- Source data
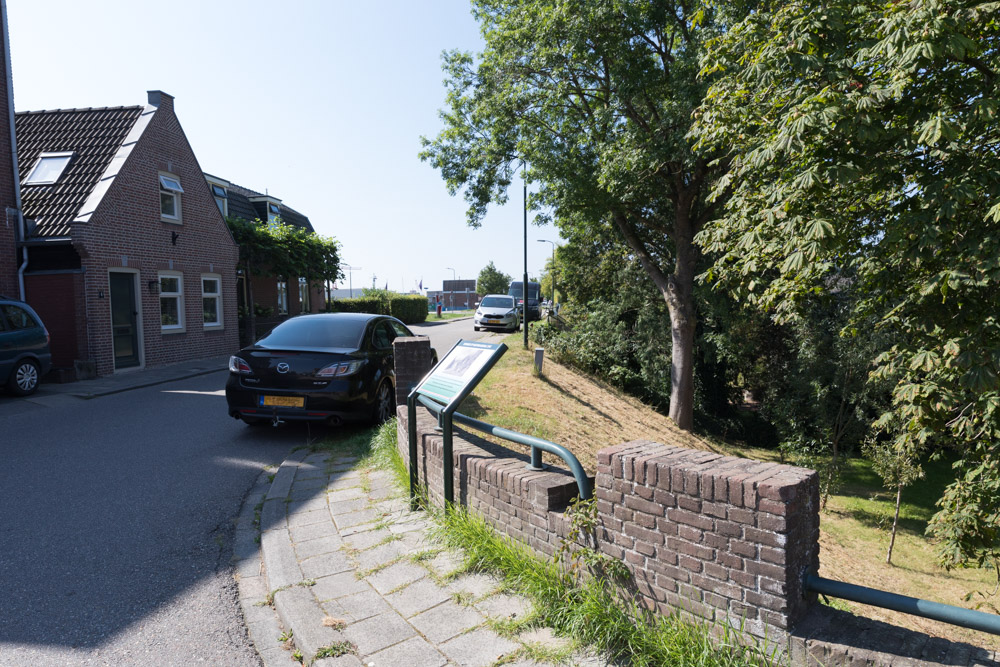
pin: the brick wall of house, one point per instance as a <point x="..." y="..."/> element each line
<point x="56" y="297"/>
<point x="8" y="250"/>
<point x="126" y="232"/>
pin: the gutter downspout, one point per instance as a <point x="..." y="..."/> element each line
<point x="21" y="235"/>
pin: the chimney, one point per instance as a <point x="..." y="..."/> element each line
<point x="160" y="99"/>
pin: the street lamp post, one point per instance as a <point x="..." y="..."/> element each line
<point x="350" y="276"/>
<point x="553" y="268"/>
<point x="524" y="283"/>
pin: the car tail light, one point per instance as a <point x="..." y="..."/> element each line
<point x="238" y="366"/>
<point x="340" y="369"/>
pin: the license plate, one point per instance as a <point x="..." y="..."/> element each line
<point x="283" y="401"/>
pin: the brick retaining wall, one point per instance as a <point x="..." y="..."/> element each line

- Action item
Restate the records above word for word. Skip every picture.

- Written response
pin: the brick wall of house, one point per instance as a <point x="..." y="..."/> element each line
<point x="56" y="297"/>
<point x="8" y="250"/>
<point x="126" y="232"/>
pin: the gutter downspout, one point per instance as a <point x="..." y="..."/> element each line
<point x="21" y="235"/>
pin: the chimney, one point per instance as a <point x="..." y="..."/> element each line
<point x="160" y="99"/>
pin: the street lamp post, one point per instance as a <point x="..." y="..."/> element each line
<point x="350" y="276"/>
<point x="553" y="268"/>
<point x="524" y="283"/>
pin: the car tail light, one point per instance as a <point x="..." y="..."/> element each line
<point x="238" y="366"/>
<point x="340" y="369"/>
pin: the license plate, one point per instance as a <point x="..." y="..."/> element each line
<point x="283" y="401"/>
pin: the brick retaining wall, one point per instance as a <point x="..." y="..."/> element each line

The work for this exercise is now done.